Dictionary.com
Thesaurus.com

Word of the Day

Learn a new word every day! The Dictionary.com team of language experts carefully selects each Word of the Day to add some panache to your vocabulary.


sepulchral

[suh-puhl-kruhl]

adjective

proper to or suggestive of a tomb; funereal or dismal.

Explanation

Sepulchral “proper to or suggestive of a tomb,” the adjectival counterpart of the noun sepulcher, spelled sepulchre in British English, derives from Latin sepulcrālis “relating to a tomb,” from sepulcrum “tomb.” There is no clear reason for the addition of the h to these two Latin terms as they passed via Old French into English, though it is possible that influence from the similar-sounding adjective pulcher “beautiful” may have been the culprit. Alternatively, because spelling rules became lax in Medieval Latin (which was roughly contemporaneous with Old French) and the letter h had become silent, h started cropping up in words where it had no reason to appear, and the change of Middle English sepulcre to sepulchre in the 1200s could have followed this trend. A similar phenomenon occurred with cāritās “dearness, charity,” which was often misspelled in Medieval Latin as charitas by conflation with Ancient Greek kháris “grace, charm.” Sepulchral first appeared in English in the early 1600s.

nyctophobia

[nik-tuh-foh-bee-uh]

noun

an irrational or disproportionate fear of night or nighttime darkness.

Exercise instructions ::
A) Reproduce the passage from the Word of the Day page, from "Learn a new" up to and including "funereal or dismal.".
B) List every meaning that appears inside quotation marks in the Explanation section of the Word of the Day page.

Excerpted records ::
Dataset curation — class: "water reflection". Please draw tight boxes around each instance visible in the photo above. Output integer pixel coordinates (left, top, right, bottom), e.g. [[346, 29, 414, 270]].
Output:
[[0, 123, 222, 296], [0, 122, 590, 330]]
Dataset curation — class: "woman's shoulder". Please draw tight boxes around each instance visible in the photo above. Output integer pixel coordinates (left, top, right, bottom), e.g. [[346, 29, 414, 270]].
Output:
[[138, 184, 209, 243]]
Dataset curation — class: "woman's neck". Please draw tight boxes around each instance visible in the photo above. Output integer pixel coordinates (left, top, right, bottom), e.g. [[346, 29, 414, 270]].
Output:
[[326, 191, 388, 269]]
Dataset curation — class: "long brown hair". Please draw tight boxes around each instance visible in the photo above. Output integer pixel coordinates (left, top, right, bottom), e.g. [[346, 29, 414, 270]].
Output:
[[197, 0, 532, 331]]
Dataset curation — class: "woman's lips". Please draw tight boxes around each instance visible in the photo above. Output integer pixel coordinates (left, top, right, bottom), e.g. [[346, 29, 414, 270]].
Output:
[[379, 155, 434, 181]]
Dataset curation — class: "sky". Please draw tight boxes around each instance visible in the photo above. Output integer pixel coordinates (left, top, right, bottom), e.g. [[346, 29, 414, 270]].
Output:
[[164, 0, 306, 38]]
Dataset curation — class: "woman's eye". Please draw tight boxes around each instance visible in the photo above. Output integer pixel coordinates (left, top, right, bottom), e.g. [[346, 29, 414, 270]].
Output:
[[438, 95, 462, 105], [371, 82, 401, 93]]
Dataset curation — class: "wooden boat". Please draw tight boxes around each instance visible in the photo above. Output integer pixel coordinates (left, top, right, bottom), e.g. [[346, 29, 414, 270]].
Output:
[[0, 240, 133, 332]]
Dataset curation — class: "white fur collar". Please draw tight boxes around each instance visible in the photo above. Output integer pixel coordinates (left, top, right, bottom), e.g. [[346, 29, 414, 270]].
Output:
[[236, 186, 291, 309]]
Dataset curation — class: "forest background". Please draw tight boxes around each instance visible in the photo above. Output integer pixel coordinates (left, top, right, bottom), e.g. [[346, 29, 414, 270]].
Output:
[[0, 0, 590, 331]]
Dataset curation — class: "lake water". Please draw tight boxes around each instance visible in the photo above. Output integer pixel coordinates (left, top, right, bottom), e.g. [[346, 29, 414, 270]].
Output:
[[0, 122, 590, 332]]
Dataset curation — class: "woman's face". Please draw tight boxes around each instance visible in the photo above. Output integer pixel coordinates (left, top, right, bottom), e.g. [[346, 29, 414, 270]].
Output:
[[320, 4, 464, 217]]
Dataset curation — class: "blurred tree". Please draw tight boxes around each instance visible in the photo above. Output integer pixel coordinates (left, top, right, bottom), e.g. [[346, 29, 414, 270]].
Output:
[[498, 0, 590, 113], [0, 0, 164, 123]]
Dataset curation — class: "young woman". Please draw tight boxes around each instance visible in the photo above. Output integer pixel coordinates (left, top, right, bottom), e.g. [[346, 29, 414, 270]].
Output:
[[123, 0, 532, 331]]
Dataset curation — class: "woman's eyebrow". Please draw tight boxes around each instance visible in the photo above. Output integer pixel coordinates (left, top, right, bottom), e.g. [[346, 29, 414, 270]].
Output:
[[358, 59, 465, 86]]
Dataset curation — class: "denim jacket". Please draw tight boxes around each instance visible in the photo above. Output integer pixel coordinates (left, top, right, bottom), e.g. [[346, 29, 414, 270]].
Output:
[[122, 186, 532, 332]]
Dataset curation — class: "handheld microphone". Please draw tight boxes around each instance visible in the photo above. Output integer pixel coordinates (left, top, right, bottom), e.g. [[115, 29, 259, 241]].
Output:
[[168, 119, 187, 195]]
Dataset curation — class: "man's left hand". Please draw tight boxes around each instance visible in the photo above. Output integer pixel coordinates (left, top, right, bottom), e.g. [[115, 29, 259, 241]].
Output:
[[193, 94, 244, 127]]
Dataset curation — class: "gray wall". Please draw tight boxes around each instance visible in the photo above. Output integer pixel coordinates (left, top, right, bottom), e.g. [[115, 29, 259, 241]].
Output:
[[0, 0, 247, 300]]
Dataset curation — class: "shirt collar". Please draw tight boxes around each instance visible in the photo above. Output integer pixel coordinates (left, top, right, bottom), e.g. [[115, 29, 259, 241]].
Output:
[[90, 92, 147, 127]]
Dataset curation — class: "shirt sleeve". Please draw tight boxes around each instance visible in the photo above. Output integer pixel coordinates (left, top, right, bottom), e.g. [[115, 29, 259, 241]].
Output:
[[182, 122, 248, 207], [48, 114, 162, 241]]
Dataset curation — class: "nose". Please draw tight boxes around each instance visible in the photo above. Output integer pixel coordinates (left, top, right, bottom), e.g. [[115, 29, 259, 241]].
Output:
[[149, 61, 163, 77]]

Answers in order ::
A)
Learn a new word every day! The Dictionary.com team of language experts carefully selects each Word of the Day to add some panache to your vocabulary.


sepulchral

[suh-puhl-kruhl]

adjective

proper to or suggestive of a tomb; funereal or dismal.

B)
- proper to or suggestive of a tomb
- relating to a tomb
- tomb
- beautiful
- dearness, charity
- grace, charm